Le bureau de l'APMSL
Mais pourquoi en parler maintenant ? "Petit à petit, nous voyons les besoins qui sont toujours plus importants et qui arrivent de plus en plus tôt dans la maturité de l’équipe, a commenté Carine Renaux, également co-présidente de la fédération régionale. En ce moment, il y a un agenda politique qui peut expliquer pourquoi nous avons choisi cette thématique. En mars dernier, François Braun a lancé le plan 4.000 MSP à l’horizon 2027. Cela peut faire un peu peur, dit comme ça. Je pense que nous allons devoir changer nos éléments de langage. Nous devrions peut-être parler de nombre de professionnels de santé investis dans les MSP ou de prorata de pourcentage aux autres professionnels. Il y a un vraiment élan pour cette forme d’exercice coordonné de proximité." Elle cite par ailleurs l’objectif gouvernemental de couvrir 100% de la population des territoires avec les CPTS avant fin 2023. Cette mesure peut aussi "faire peur, estime Carine Renaux. Cependant, cela a permis aux professionnels de santé de réfléchir à la façon dont ils pouvaient travailler ensemble. Nous sentons bien que cela est essentiel pour le décloisonnement et la complémentarité."

====================

> [Consignes]: D'après l'extrait de page, quel plan François Braun a-t-il lancé en mars dernier ?

> [Données brutes]:
====================

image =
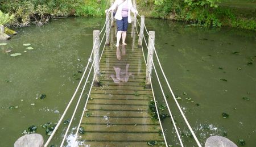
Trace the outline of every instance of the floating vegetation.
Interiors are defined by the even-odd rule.
[[[77,76],[77,74],[74,74],[73,75],[73,78],[75,78],[75,77],[76,77],[76,76]]]
[[[229,115],[228,115],[225,112],[223,112],[222,115],[223,118],[224,118],[224,119],[228,118],[229,116]]]
[[[225,81],[225,82],[228,82],[228,80],[224,79],[224,78],[221,78],[220,80],[221,80],[222,81]]]
[[[7,45],[7,43],[0,43],[0,46],[1,46],[1,45]]]
[[[247,63],[247,65],[253,65],[253,62],[249,62]]]
[[[51,126],[51,124],[52,124],[52,123],[48,122],[48,123],[47,123],[46,124],[42,125],[42,127],[43,127],[43,128],[46,128]]]
[[[44,94],[43,94],[41,95],[41,96],[40,96],[40,99],[43,99],[46,98],[46,95]]]
[[[56,127],[55,125],[53,126],[50,125],[49,127],[47,128],[46,129],[46,135],[49,136],[52,135],[54,129],[55,128],[55,127]]]
[[[84,128],[82,127],[79,127],[79,133],[82,134],[82,135],[83,135],[85,133],[85,131],[84,131]]]
[[[86,114],[85,114],[85,117],[89,117],[90,116],[91,116],[92,115],[92,113],[86,113]]]
[[[32,47],[27,47],[27,48],[26,48],[26,49],[27,49],[28,50],[34,49],[34,48]]]
[[[179,99],[181,99],[182,98],[180,96],[176,96],[176,99],[179,100]]]
[[[238,144],[240,145],[245,145],[245,141],[243,139],[240,139],[238,140]]]
[[[27,44],[23,44],[23,46],[30,46],[30,45],[31,45],[31,44],[30,44],[30,43],[27,43]]]
[[[242,54],[240,52],[236,52],[236,51],[233,52],[232,53],[234,54],[238,54],[238,55],[241,55]]]
[[[250,99],[249,98],[247,98],[247,97],[243,97],[243,100],[250,100]]]
[[[154,146],[155,145],[156,145],[157,143],[157,142],[156,141],[150,141],[147,142],[147,144],[150,145],[150,146]]]
[[[11,54],[10,56],[11,56],[11,57],[16,57],[16,56],[20,56],[20,55],[22,55],[21,53],[13,53],[13,54]]]
[[[191,98],[186,98],[186,99],[187,100],[191,100],[192,99]]]
[[[158,106],[158,102],[156,102],[156,105]],[[166,108],[166,106],[162,104],[160,106],[158,106],[158,112],[159,114],[160,120],[162,120],[165,118],[169,116],[167,114],[164,114],[163,111]],[[152,116],[152,118],[154,120],[158,120],[158,116],[156,111],[156,108],[155,107],[155,102],[153,100],[151,100],[149,102],[149,109],[148,109],[150,114]]]
[[[64,120],[64,121],[63,121],[64,124],[69,124],[69,123],[70,123],[70,119],[66,119]]]
[[[37,129],[38,129],[38,127],[36,127],[36,126],[33,125],[28,128],[28,132],[30,133],[35,133],[35,132],[36,132]]]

====================

> [Solution rédigée]: Le plan 4.000 MSP à l'horizon 2027.